[start Supplied information]

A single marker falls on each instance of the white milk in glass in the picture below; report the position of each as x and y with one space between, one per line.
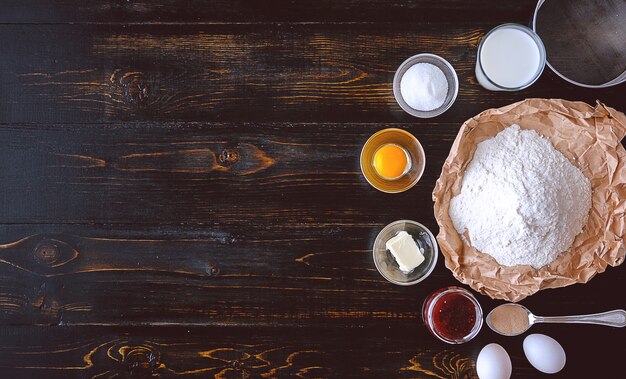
509 58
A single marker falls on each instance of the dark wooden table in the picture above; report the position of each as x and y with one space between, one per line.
180 193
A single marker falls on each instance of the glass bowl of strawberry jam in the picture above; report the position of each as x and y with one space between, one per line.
453 315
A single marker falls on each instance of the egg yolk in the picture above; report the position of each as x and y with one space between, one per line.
390 161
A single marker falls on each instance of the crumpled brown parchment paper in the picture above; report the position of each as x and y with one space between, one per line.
590 138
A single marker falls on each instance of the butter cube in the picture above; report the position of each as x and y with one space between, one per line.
405 251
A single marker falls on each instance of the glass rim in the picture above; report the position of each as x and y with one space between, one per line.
538 42
477 324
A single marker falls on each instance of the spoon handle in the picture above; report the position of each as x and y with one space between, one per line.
615 318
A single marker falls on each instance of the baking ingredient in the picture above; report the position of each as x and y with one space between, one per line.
493 363
510 319
391 161
521 200
454 316
424 87
405 251
544 353
509 57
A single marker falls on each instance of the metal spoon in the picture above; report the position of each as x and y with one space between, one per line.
615 318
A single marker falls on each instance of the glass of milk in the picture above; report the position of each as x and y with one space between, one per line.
510 57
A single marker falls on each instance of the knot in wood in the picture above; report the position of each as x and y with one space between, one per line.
47 253
212 269
237 365
141 362
229 156
136 90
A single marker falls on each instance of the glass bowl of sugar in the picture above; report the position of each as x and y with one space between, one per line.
425 85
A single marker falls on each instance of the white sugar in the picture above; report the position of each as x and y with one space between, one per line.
424 87
521 200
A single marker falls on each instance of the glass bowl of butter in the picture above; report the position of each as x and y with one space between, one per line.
405 252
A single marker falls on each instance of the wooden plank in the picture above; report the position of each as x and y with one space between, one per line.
158 11
233 73
204 173
227 352
133 275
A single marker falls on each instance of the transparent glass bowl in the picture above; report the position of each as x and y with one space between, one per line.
483 77
448 71
428 314
411 146
385 262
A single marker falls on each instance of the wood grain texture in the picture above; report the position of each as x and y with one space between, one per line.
243 353
218 11
239 73
210 173
180 191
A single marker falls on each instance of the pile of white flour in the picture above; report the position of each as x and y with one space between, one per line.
521 201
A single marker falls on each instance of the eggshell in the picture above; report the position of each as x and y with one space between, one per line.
493 363
544 353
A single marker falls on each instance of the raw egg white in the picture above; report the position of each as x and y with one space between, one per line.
544 353
493 363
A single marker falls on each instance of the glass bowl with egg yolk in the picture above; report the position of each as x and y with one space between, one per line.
392 160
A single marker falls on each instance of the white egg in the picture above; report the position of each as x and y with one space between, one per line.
544 353
493 363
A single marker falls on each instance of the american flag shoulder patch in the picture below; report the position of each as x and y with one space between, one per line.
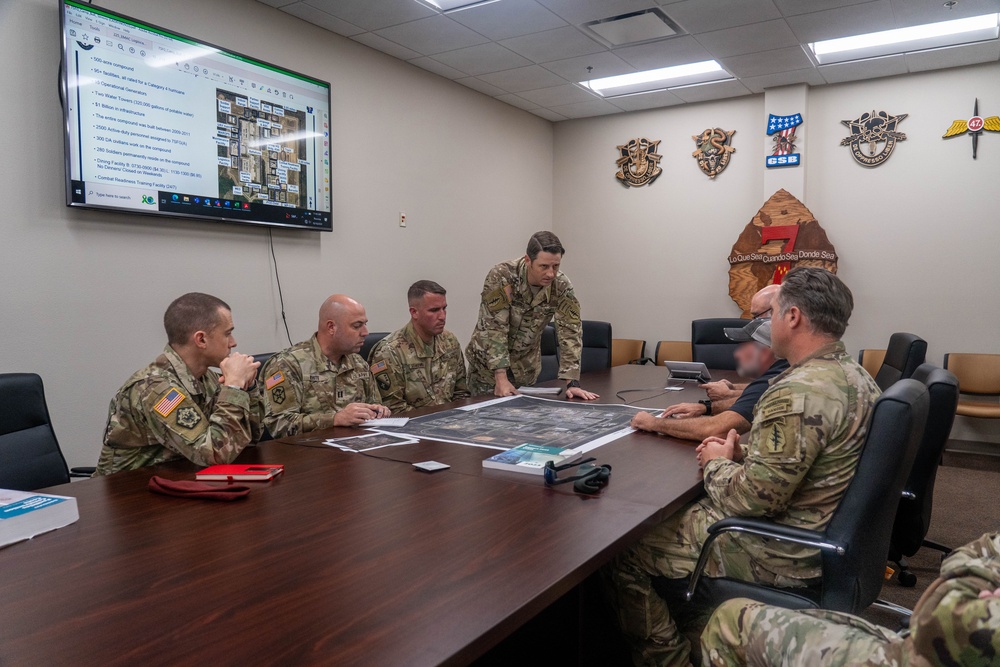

[end Supplied information]

## Instruction
Copy all of the material above word for word, leaving out the pictures.

## Worked solution
A single marker falls on each instance of the white milk in glass in the picture below; report the position of each as x and y with one space between, one per line.
509 58
A single marker falls on each instance of the dark wooden table in the picture above; report the position of each as x and y with one space between, one per line.
180 193
A single marker falls on each instance of the glass bowl of strawberry jam in the picture above; report the position of each as x and y with one space between, one per line.
453 315
A single marker falls on each instance of the egg yolk in the picture above; report the position of each as x and y with one space between, one per line.
390 161
A single marker falls on each instance of the crumpled brown parchment paper in the picture above; report the position of each as x and y with one space between, one per line.
590 138
A single marker falls on each instance of the butter cube in the picture above; report the position of each as x and y with one space between, one per line.
405 251
A single marker falls on each instance of the glass rim in the picture above; report the position of each as x and y with one space between, one per line.
538 42
477 324
A single marker falls on each instance of the spoon handle in the picture above; report the position of each as x and y with one space between, one per line.
615 318
A single marker falls on each instance of the baking ingredient in the picture above; report the position of each as x and y with one space between, one per line.
493 363
510 319
391 161
521 200
454 316
424 87
405 251
544 353
509 57
A single marker falls on each instance of the metal spoon in the picture above; report the position of each as x and y with one space between, one per line.
615 318
A single marker falls on each instance of the glass of milk in the picture above; report the position of each as x and y with one space between, one per line.
510 57
A single marker falls on each instance of the knot in wood in the picture above; report the position of each as x and y with one space between, one per line.
47 253
212 269
237 365
141 362
229 156
136 90
A single marker falls on each instance of the glass bowl of sugar in the picture above; report the position of each as x and y with one space between, one per line.
425 85
A single marker falls on each instance of the white sugar in the picture above; report the position of each as x and y with one space between, one per line.
424 87
521 200
A single marker falls on each instance of the glass bowl of butter in the picture above; report the position of each as x and y with one space between, one per line.
405 252
A single marker falls on each instance of the wooden plank in the picture above; report the position of each as x and y with one space between, one per line.
158 11
233 73
204 173
227 352
133 275
A single marker falls on each instance of the transparent glass bowl in the picture above; report the position of each as x and y with one space between, one per line.
483 77
448 71
428 314
411 146
385 262
A single marker falls on each instance of the wood grain texture in the picture above; report the position of each as x and y with one space between, one per line.
243 353
218 11
239 73
210 173
180 191
A single marker falls on each instance of the pile of white flour in the picture above; report the position of each as x and y with one space between, one per line.
521 201
A single marker falls on each instance of the eggshell in the picture above; report the position of each as x and y with one space between, one per line.
493 363
544 353
A single marker falls on each instance of the raw egg white in the picture above; report the position of each as x and y with one space between, one per line.
544 353
493 363
A single marker falls on each instance of the glass bowl with egg yolk in the picture above; report the position of each as x and y with one space between, one per line.
392 160
A single marker falls on each instance of the white egg in the picture above; report the position of each as x and y with one space between, one per line.
544 353
493 363
A single marker falls on each instance of the american flag shoulder patch in the picture below; report the position of each as x and y with one space between, one per line.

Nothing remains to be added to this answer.